Exercise objective: Reproduce the complete listing without any deviation.
═══ Material for the task ═══
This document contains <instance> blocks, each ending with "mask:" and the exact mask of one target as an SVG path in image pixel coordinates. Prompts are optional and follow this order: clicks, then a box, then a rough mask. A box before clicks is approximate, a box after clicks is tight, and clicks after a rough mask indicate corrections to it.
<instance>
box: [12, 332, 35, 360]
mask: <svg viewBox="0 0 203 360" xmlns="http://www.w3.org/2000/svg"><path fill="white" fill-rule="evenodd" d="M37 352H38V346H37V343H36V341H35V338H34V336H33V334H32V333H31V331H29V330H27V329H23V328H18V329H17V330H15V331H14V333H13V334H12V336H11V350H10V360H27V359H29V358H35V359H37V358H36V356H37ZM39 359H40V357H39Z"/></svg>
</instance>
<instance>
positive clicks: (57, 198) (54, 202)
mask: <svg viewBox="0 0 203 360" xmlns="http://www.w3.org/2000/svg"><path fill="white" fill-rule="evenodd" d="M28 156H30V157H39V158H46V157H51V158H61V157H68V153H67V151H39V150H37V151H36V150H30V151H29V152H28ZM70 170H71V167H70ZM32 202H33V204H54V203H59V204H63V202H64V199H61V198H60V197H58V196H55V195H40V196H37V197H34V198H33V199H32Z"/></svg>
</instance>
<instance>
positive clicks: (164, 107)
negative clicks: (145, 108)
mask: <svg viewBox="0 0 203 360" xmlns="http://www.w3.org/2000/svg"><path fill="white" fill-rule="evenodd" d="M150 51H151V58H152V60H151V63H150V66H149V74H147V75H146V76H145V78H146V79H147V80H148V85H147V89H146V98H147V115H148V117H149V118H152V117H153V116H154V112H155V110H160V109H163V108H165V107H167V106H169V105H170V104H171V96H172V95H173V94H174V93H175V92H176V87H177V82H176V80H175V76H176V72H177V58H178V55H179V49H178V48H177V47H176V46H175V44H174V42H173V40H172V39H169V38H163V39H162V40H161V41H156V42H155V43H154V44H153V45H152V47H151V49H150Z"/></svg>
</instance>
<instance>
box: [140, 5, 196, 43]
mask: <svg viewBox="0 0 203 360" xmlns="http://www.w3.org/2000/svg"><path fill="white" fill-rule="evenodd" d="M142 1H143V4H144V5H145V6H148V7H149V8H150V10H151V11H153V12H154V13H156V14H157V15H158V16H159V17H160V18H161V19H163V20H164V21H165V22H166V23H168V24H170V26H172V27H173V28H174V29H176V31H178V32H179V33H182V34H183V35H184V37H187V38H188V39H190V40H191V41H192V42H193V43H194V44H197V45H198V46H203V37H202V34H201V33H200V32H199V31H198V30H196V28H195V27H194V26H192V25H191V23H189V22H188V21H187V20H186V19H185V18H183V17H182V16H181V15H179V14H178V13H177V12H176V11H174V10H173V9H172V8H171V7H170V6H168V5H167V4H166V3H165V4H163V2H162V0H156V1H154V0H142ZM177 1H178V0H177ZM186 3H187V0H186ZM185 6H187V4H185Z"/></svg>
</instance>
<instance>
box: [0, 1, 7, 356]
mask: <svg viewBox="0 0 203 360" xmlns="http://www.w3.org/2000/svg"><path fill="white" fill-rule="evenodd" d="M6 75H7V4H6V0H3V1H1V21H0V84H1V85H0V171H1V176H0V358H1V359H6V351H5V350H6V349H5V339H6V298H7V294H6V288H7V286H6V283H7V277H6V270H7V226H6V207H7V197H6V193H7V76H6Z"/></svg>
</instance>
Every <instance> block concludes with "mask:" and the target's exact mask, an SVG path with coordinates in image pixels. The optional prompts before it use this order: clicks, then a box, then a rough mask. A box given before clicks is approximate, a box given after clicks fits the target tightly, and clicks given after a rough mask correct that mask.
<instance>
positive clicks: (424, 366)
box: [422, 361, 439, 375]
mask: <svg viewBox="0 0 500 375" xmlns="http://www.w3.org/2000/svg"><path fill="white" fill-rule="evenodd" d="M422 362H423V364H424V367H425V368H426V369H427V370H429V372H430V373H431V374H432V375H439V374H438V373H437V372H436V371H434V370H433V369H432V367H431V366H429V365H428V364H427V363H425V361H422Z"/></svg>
═══
Final answer:
This document contains <instance> blocks, each ending with "mask:" and the exact mask of one target as an SVG path in image pixel coordinates. Prompts are optional and follow this order: clicks, then a box, then a rough mask. A box before clicks is approximate, a box after clicks is tight, and clicks after a rough mask indicate corrections to it.
<instance>
box: [12, 332, 35, 360]
mask: <svg viewBox="0 0 203 360" xmlns="http://www.w3.org/2000/svg"><path fill="white" fill-rule="evenodd" d="M37 352H38V346H37V343H36V341H35V338H34V336H33V334H32V333H31V331H29V330H27V329H23V328H18V329H17V330H15V331H14V333H13V334H12V336H11V350H10V360H27V359H29V358H35V359H37V358H36V356H37ZM39 359H40V357H39Z"/></svg>
</instance>
<instance>
positive clicks: (57, 198) (54, 202)
mask: <svg viewBox="0 0 203 360" xmlns="http://www.w3.org/2000/svg"><path fill="white" fill-rule="evenodd" d="M28 156H30V157H39V158H46V157H51V158H61V157H68V153H67V151H39V150H37V151H36V150H30V151H29V152H28ZM70 170H71V167H70ZM32 202H33V204H54V203H59V204H63V202H64V199H61V198H60V197H58V196H55V195H40V196H37V197H34V198H33V199H32Z"/></svg>
</instance>
<instance>
positive clicks: (164, 107)
negative clicks: (145, 108)
mask: <svg viewBox="0 0 203 360" xmlns="http://www.w3.org/2000/svg"><path fill="white" fill-rule="evenodd" d="M150 51H151V58H152V60H151V63H150V66H149V74H147V75H146V76H145V78H146V79H147V80H148V85H147V89H146V98H147V115H148V117H149V118H152V117H153V116H154V112H155V110H160V109H163V108H165V107H167V106H169V105H170V104H171V96H172V95H173V94H174V93H175V92H176V87H177V82H176V80H175V76H176V72H177V58H178V55H179V49H178V48H177V47H176V46H175V44H174V42H173V40H172V39H169V38H163V39H162V40H161V41H156V42H155V43H154V44H153V45H152V47H151V49H150Z"/></svg>
</instance>
<instance>
box: [140, 5, 196, 43]
mask: <svg viewBox="0 0 203 360" xmlns="http://www.w3.org/2000/svg"><path fill="white" fill-rule="evenodd" d="M142 1H143V4H144V5H145V6H148V7H149V8H150V10H151V11H153V12H154V13H156V14H157V15H158V16H159V17H160V18H161V19H163V20H164V21H165V22H166V23H168V24H170V26H172V27H173V28H174V29H176V31H178V32H179V33H182V34H183V35H184V37H187V38H188V39H190V40H191V41H192V42H193V43H194V44H197V45H198V46H203V37H202V34H201V33H200V32H199V31H198V30H196V28H195V27H194V26H192V25H191V23H189V22H188V21H187V20H186V19H185V18H183V17H182V16H181V15H179V14H178V13H177V12H176V11H174V10H173V9H172V8H171V7H170V6H168V5H167V4H166V3H165V4H163V2H162V0H156V1H154V0H142ZM177 1H178V0H177ZM186 3H187V0H186ZM185 6H187V4H185Z"/></svg>
</instance>
<instance>
box: [0, 1, 7, 356]
mask: <svg viewBox="0 0 203 360" xmlns="http://www.w3.org/2000/svg"><path fill="white" fill-rule="evenodd" d="M6 75H7V4H6V0H3V1H1V21H0V84H1V85H0V171H1V176H0V358H1V359H6V351H5V350H6V349H5V339H6V298H7V294H6V288H7V286H6V283H7V277H6V270H7V226H6V207H7V197H6V193H7V76H6Z"/></svg>
</instance>
Every <instance> block concludes with "mask:" and the target's exact mask, an SVG path with coordinates in image pixels. The optional prompts before it use this order: clicks, then a box, then a rough mask. A box given before clicks is approximate, a box given after clicks fits the target tightly, and clicks given after a rough mask correct that mask.
<instance>
positive clicks: (424, 366)
box: [422, 361, 439, 375]
mask: <svg viewBox="0 0 500 375" xmlns="http://www.w3.org/2000/svg"><path fill="white" fill-rule="evenodd" d="M422 362H423V364H424V367H425V368H426V369H427V370H429V372H430V373H431V374H432V375H439V374H438V373H437V372H436V371H434V370H433V369H432V367H431V366H429V365H428V364H427V363H425V361H422Z"/></svg>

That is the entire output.